> [EXERCISE]
Render the section of the records that starts with the line containing "Audit check: the dark" and ends with the line containing "[0,167,385,222]" as a Markdown table with the columns Entry and Content. Number each line, and leave out any blank lines.

> [DATA TO PROCESS]
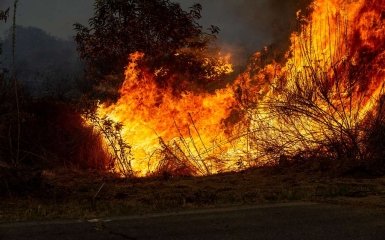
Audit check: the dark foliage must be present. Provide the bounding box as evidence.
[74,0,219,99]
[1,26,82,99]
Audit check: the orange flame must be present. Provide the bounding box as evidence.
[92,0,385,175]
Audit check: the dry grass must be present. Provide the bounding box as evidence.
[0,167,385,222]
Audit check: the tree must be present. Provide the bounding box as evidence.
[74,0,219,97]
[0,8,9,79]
--
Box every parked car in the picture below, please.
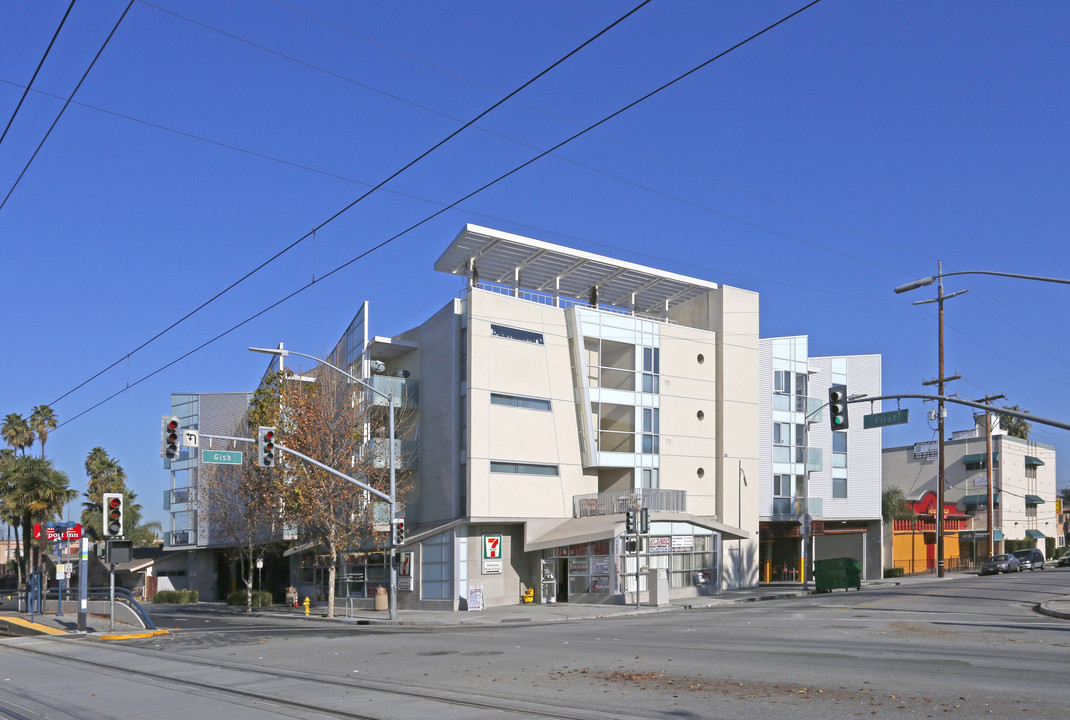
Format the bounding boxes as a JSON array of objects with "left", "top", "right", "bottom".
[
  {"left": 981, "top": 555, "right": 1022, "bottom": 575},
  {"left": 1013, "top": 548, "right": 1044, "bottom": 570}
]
---
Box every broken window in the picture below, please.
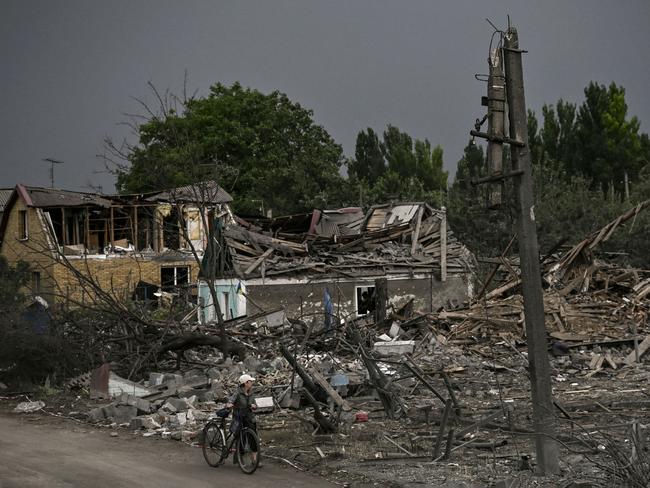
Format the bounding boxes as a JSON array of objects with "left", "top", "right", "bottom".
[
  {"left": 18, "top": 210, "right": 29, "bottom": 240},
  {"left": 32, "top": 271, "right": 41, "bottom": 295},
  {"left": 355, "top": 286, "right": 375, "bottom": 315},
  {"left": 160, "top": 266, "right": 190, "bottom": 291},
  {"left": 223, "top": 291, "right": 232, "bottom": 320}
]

> [TASK RESPONSE]
| Entry | Content |
|---|---|
| 1 | Audit check: the dark foliage must be present. Provide the bounding box as evidence. |
| 2 | [74,0,219,99] |
| 3 | [1,26,82,99] |
| 4 | Audit check: the orange flame must be present. Provide the bounding box as evidence. |
| 5 | [92,0,385,175] |
| 6 | Audit check: the dry grass must be present. Provide the bounding box as evidence. |
| 7 | [0,167,385,222] |